_Short task:_ Please format every line of the records below as a Markdown table with two columns, Row and Line. Number the rows in order, and skip any blank lines.

(Records from a data source)
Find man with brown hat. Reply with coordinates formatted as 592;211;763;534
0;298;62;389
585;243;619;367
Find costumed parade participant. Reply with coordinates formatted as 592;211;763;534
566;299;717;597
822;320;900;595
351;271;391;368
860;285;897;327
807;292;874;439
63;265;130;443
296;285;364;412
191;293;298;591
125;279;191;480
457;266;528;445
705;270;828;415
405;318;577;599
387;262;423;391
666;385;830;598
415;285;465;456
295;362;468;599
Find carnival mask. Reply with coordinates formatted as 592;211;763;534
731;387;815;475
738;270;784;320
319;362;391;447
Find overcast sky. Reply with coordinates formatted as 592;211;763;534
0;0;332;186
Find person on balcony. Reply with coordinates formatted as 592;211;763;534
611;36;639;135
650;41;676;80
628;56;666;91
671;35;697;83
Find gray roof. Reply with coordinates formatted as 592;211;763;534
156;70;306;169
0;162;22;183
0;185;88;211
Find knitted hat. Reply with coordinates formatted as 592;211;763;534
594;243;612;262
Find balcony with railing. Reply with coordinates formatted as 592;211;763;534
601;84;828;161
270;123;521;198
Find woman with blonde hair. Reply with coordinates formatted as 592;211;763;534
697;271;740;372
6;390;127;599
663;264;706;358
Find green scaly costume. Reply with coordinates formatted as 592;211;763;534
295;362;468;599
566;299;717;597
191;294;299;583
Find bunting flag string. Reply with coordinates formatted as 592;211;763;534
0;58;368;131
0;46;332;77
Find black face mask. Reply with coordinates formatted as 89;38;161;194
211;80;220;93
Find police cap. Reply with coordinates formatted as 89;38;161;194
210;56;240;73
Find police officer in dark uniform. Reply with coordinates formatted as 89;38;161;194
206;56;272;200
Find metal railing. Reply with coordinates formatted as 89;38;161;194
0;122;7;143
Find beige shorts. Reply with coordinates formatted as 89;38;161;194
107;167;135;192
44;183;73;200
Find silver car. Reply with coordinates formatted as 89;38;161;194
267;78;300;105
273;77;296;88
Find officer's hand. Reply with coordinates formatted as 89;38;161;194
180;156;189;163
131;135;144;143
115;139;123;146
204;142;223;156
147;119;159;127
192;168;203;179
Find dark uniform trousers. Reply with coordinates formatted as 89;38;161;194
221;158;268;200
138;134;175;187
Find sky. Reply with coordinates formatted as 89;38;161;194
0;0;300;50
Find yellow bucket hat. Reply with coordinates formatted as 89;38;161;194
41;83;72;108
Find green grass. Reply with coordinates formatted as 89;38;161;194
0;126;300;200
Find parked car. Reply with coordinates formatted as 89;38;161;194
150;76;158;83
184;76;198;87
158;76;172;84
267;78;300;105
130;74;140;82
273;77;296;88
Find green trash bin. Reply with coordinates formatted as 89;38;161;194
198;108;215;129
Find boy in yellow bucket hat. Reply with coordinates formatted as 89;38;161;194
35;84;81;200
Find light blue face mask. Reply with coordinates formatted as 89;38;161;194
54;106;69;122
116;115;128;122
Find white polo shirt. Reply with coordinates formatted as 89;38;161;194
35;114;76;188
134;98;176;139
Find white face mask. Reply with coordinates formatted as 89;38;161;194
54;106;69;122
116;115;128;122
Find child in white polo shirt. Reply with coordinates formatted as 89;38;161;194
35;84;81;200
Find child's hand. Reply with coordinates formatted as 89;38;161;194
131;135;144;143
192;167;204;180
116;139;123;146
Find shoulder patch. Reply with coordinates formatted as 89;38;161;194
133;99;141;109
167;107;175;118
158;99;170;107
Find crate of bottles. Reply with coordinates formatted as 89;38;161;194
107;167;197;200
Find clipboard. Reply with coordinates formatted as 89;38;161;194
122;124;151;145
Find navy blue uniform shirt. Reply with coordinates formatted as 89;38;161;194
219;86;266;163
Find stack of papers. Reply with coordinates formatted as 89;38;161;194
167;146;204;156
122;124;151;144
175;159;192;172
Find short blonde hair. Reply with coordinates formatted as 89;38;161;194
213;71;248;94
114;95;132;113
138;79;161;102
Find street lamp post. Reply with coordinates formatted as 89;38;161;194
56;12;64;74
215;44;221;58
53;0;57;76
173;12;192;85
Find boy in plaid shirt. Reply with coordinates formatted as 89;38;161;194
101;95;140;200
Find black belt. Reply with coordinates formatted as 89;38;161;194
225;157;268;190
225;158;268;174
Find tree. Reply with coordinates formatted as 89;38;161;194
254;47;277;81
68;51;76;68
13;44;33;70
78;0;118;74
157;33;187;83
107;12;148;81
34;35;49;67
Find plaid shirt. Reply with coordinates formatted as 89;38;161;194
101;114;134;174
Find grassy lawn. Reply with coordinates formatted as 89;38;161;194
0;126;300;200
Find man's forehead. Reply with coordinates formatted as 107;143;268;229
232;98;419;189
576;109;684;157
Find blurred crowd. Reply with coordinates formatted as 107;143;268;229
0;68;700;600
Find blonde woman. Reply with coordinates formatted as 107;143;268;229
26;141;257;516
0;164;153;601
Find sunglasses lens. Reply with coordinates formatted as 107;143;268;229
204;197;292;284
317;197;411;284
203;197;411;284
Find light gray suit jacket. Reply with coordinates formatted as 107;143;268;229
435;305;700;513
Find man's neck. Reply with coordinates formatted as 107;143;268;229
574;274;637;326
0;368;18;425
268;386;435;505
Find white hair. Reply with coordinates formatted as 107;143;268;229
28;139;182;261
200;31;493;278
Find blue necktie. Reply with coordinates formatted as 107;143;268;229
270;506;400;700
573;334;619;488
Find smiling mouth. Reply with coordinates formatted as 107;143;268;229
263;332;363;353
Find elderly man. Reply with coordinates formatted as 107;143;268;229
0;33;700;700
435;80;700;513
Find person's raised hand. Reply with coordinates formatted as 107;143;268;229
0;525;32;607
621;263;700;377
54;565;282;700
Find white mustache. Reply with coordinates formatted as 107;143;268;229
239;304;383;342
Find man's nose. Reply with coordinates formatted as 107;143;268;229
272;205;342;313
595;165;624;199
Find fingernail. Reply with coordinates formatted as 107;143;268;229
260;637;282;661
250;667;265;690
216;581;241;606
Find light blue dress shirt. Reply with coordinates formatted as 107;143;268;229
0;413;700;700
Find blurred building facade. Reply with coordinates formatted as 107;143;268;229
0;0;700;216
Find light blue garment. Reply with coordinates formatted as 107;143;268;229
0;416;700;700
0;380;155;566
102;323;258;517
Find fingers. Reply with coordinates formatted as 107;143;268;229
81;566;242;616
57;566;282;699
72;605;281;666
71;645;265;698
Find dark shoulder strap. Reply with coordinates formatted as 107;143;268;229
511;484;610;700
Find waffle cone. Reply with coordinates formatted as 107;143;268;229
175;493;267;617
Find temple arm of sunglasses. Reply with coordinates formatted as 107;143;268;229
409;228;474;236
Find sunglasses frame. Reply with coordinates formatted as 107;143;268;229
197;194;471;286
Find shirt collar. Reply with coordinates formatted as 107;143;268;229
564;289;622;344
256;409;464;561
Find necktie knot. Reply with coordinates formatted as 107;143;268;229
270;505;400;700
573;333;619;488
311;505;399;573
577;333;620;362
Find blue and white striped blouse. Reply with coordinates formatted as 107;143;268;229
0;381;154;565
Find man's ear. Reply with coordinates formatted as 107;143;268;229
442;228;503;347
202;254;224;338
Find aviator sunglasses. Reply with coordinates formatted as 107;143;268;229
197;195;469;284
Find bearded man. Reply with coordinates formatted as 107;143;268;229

_Final answer:_
| Row | Line |
|---|---|
| 1 | Find man with brown hat. Reply with coordinates formatted as 592;211;763;534 |
| 2 | 0;298;62;389 |
| 3 | 585;243;619;367 |
| 4 | Find costumed parade participant. Reply with coordinates formatted as 592;211;763;534 |
| 5 | 566;299;717;597 |
| 6 | 822;320;900;595 |
| 7 | 351;271;391;368 |
| 8 | 860;285;897;327 |
| 9 | 807;292;874;439 |
| 10 | 63;265;130;443 |
| 11 | 296;285;364;412 |
| 12 | 191;293;298;591 |
| 13 | 125;279;191;480 |
| 14 | 457;266;528;445 |
| 15 | 705;270;828;415 |
| 16 | 405;318;577;599 |
| 17 | 387;262;423;391 |
| 18 | 666;385;830;598 |
| 19 | 415;285;465;456 |
| 20 | 295;362;468;599 |
| 21 | Find carnival mask. Reply with coordinates formatted as 592;211;763;534 |
| 22 | 731;387;815;475 |
| 23 | 738;270;784;320 |
| 24 | 319;362;391;447 |
| 25 | Find overcast sky. Reply with coordinates formatted as 592;211;763;534 |
| 26 | 0;0;332;186 |
| 27 | Find person on balcony. Reply with coordinates formatted as 592;211;763;534 |
| 28 | 611;36;639;135 |
| 29 | 650;41;676;80 |
| 30 | 628;56;666;91 |
| 31 | 671;35;697;83 |
| 32 | Find gray roof. Reply with coordinates formatted as 592;211;763;534 |
| 33 | 156;70;306;169 |
| 34 | 0;162;22;183 |
| 35 | 0;185;88;211 |
| 36 | Find knitted hat. Reply with coordinates formatted as 592;211;763;534 |
| 37 | 594;243;612;262 |
| 38 | Find balcony with railing. Reply with coordinates formatted as 592;211;763;534 |
| 39 | 601;84;828;161 |
| 40 | 270;123;521;198 |
| 41 | Find woman with blonde hair. Reply with coordinates formatted as 592;211;763;534 |
| 42 | 697;271;740;372 |
| 43 | 6;390;127;599 |
| 44 | 663;264;706;358 |
| 45 | Find green scaly costume. Reply with coordinates formatted as 592;211;763;534 |
| 46 | 295;362;468;599 |
| 47 | 566;299;717;597 |
| 48 | 191;294;299;583 |
| 49 | Find bunting flag string. Reply with coordinates formatted as 592;211;763;534 |
| 50 | 0;58;368;131 |
| 51 | 0;46;332;77 |
| 52 | Find black face mask. Reply with coordinates formatted as 89;38;161;194 |
| 53 | 211;80;220;93 |
| 54 | Find police cap. Reply with coordinates formatted as 89;38;161;194 |
| 55 | 210;56;240;73 |
| 56 | Find police officer in dark uniform. Reply with coordinates formatted as 89;38;161;194 |
| 57 | 206;56;272;200 |
| 58 | Find metal railing. Reply with coordinates formatted as 89;38;161;194 |
| 59 | 0;122;7;143 |
| 60 | Find beige shorts. Reply with coordinates formatted as 89;38;161;194 |
| 61 | 107;167;135;192 |
| 62 | 44;183;73;200 |
| 63 | Find silver car. Reply with coordinates formatted as 89;38;161;194 |
| 64 | 267;78;300;105 |
| 65 | 273;77;296;88 |
| 66 | Find officer's hand. Reply with coordinates formatted as 89;38;161;194 |
| 67 | 180;156;189;163 |
| 68 | 131;135;144;143 |
| 69 | 115;139;123;146 |
| 70 | 204;142;223;156 |
| 71 | 147;119;159;127 |
| 72 | 192;168;203;179 |
| 73 | Find dark uniform trousers. Reply with coordinates formatted as 89;38;161;194 |
| 74 | 221;158;268;200 |
| 75 | 138;134;175;187 |
| 76 | Find sky. Reply with coordinates formatted as 89;38;161;194 |
| 77 | 0;0;300;50 |
| 78 | Find yellow bucket hat. Reply with coordinates formatted as 89;38;161;194 |
| 79 | 41;83;72;108 |
| 80 | Find green grass. Reply with coordinates formatted as 89;38;161;194 |
| 81 | 0;126;300;200 |
| 82 | Find parked car. Reply with coordinates formatted as 89;38;161;194 |
| 83 | 150;76;158;83 |
| 84 | 184;76;198;87 |
| 85 | 158;76;172;84 |
| 86 | 267;78;300;105 |
| 87 | 130;74;140;82 |
| 88 | 273;77;296;88 |
| 89 | Find green trash bin. Reply with coordinates formatted as 89;38;161;194 |
| 90 | 198;108;215;129 |
| 91 | Find boy in yellow bucket hat. Reply with coordinates formatted as 89;38;161;194 |
| 92 | 35;84;81;200 |
| 93 | Find light blue face mask. Reply with coordinates formatted as 89;38;161;194 |
| 94 | 54;106;69;122 |
| 95 | 116;115;128;122 |
| 96 | Find white polo shirt. Reply with coordinates formatted as 89;38;161;194 |
| 97 | 35;114;76;188 |
| 98 | 134;98;176;139 |
| 99 | Find white face mask. Reply with coordinates formatted as 89;38;161;194 |
| 100 | 54;106;69;122 |
| 101 | 116;115;128;122 |
| 102 | Find child in white polo shirt. Reply with coordinates formatted as 89;38;161;194 |
| 103 | 35;84;81;200 |
| 104 | Find child's hand. Reply with coordinates formatted as 89;38;161;194 |
| 105 | 131;135;144;143 |
| 106 | 192;167;204;180 |
| 107 | 116;139;123;146 |
| 108 | Find shoulder patch. Reply with coordinates formatted as 89;38;161;194 |
| 109 | 133;99;141;109 |
| 110 | 167;107;175;118 |
| 111 | 158;99;170;107 |
| 112 | Find crate of bottles. Reply with coordinates formatted as 89;38;161;194 |
| 113 | 107;167;197;200 |
| 114 | Find clipboard. Reply with coordinates formatted as 89;38;161;194 |
| 115 | 122;124;151;145 |
| 116 | Find navy blue uniform shirt. Reply with coordinates formatted as 89;38;161;194 |
| 117 | 219;86;266;163 |
| 118 | Find stack of papers. Reply with coordinates formatted as 89;38;161;194 |
| 119 | 167;146;204;156 |
| 120 | 122;124;151;144 |
| 121 | 175;159;192;172 |
| 122 | Find short blonde hair. Reply with coordinates formatted as 89;38;161;194 |
| 123 | 213;71;248;94 |
| 124 | 114;95;132;113 |
| 125 | 138;79;161;102 |
| 126 | Find street lamp post. Reply with coordinates formatted as 89;38;161;194 |
| 127 | 56;12;64;74 |
| 128 | 215;44;221;58 |
| 129 | 53;0;57;76 |
| 130 | 173;12;192;85 |
| 131 | Find boy in plaid shirt. Reply with coordinates formatted as 89;38;161;194 |
| 132 | 101;95;140;200 |
| 133 | Find black belt. Reply with coordinates formatted as 89;38;161;194 |
| 134 | 225;157;268;190 |
| 135 | 225;158;268;174 |
| 136 | Find tree. Reply with coordinates formatted as 89;38;161;194 |
| 137 | 254;47;277;81 |
| 138 | 68;51;76;68 |
| 139 | 13;44;33;70 |
| 140 | 78;0;118;74 |
| 141 | 157;33;187;83 |
| 142 | 107;12;148;81 |
| 143 | 34;35;49;67 |
| 144 | Find plaid shirt. Reply with coordinates formatted as 89;38;161;194 |
| 145 | 101;114;134;174 |
| 146 | Find grassy lawn. Reply with coordinates formatted as 89;38;161;194 |
| 147 | 0;126;300;200 |
| 148 | Find man's forehead. Reply with coordinates formatted as 107;143;268;229 |
| 149 | 232;98;419;189 |
| 150 | 576;109;684;157 |
| 151 | Find blurred crowd. Reply with coordinates formatted as 107;143;268;229 |
| 152 | 0;68;700;600 |
| 153 | Find blonde woman. Reply with coordinates formatted as 107;143;268;229 |
| 154 | 26;141;257;516 |
| 155 | 0;164;153;601 |
| 156 | Find sunglasses lens. Reply with coordinates formatted as 107;143;268;229 |
| 157 | 204;197;292;284 |
| 158 | 317;197;411;284 |
| 159 | 203;197;411;284 |
| 160 | Find light gray suit jacket. Reply with coordinates formatted as 107;143;268;229 |
| 161 | 435;305;700;513 |
| 162 | Find man's neck. Reply with coordinates formatted as 107;143;268;229 |
| 163 | 574;274;637;326 |
| 164 | 0;368;18;425 |
| 165 | 268;386;435;505 |
| 166 | Find white hair. Reply with coordinates formatted as 107;143;268;229 |
| 167 | 28;139;182;261 |
| 168 | 200;31;493;278 |
| 169 | Find blue necktie. Reply with coordinates formatted as 107;143;268;229 |
| 170 | 270;506;400;700 |
| 171 | 573;334;619;488 |
| 172 | Find smiling mouth. Reply with coordinates formatted as 107;143;268;229 |
| 173 | 263;332;363;353 |
| 174 | Find elderly man. Reply with coordinates formatted as 107;143;268;229 |
| 175 | 0;33;700;700 |
| 176 | 435;80;700;513 |
| 177 | Find person's raised hand. Reply with coordinates formatted as 107;143;268;229 |
| 178 | 0;525;32;607 |
| 179 | 621;263;700;377 |
| 180 | 54;565;282;700 |
| 181 | Find white mustache. Reply with coordinates formatted as 107;143;268;229 |
| 182 | 239;304;383;342 |
| 183 | Find man's nose. Reply with coordinates formatted as 107;143;268;229 |
| 184 | 272;205;342;313 |
| 185 | 595;165;624;199 |
| 186 | Find fingernail. Reply with coordinates formatted as 107;143;268;229 |
| 187 | 260;637;282;661 |
| 188 | 250;667;265;690 |
| 189 | 216;581;241;606 |
| 190 | Find light blue dress shirt. Reply with coordinates formatted as 107;143;268;229 |
| 191 | 0;413;700;700 |
| 192 | Find blurred building facade. Reply with coordinates formatted as 107;143;268;229 |
| 193 | 0;0;700;216 |
| 194 | Find light blue garment. Reply with coordinates formatted as 107;143;268;229 |
| 195 | 0;416;700;700 |
| 196 | 0;380;155;566 |
| 197 | 102;323;258;517 |
| 198 | Find fingers. Reply with coordinates formatted as 107;143;268;229 |
| 199 | 81;566;242;616 |
| 200 | 57;566;282;699 |
| 201 | 72;605;281;666 |
| 202 | 71;645;265;698 |
| 203 | Find dark shoulder strap. Reply with coordinates formatted as 107;143;268;229 |
| 204 | 511;484;610;700 |
| 205 | Find waffle cone. Reply with coordinates formatted as 107;143;268;229 |
| 206 | 175;493;267;617 |
| 207 | Find temple arm of sunglasses. Reply with coordinates formatted as 107;143;268;229 |
| 208 | 409;228;474;236 |
| 209 | Find sunglasses frame. Reply with coordinates formatted as 107;143;268;229 |
| 210 | 197;194;471;286 |
| 211 | Find shirt collar. Reply with coordinates formatted as 107;143;268;229 |
| 212 | 564;289;622;344 |
| 213 | 256;409;464;561 |
| 214 | Find necktie knot. Reply with coordinates formatted as 107;143;268;229 |
| 215 | 270;505;400;700 |
| 216 | 573;333;619;488 |
| 217 | 311;505;399;573 |
| 218 | 577;333;620;362 |
| 219 | Find blue and white striped blouse. Reply with coordinates formatted as 107;143;268;229 |
| 220 | 0;381;154;565 |
| 221 | Find man's ear. Reply with coordinates formatted as 107;143;268;229 |
| 222 | 442;228;503;347 |
| 223 | 202;254;224;338 |
| 224 | Find aviator sunglasses. Reply with coordinates formatted as 107;143;268;229 |
| 225 | 197;195;469;284 |
| 226 | Find bearded man. Reply with coordinates formatted as 107;143;268;229 |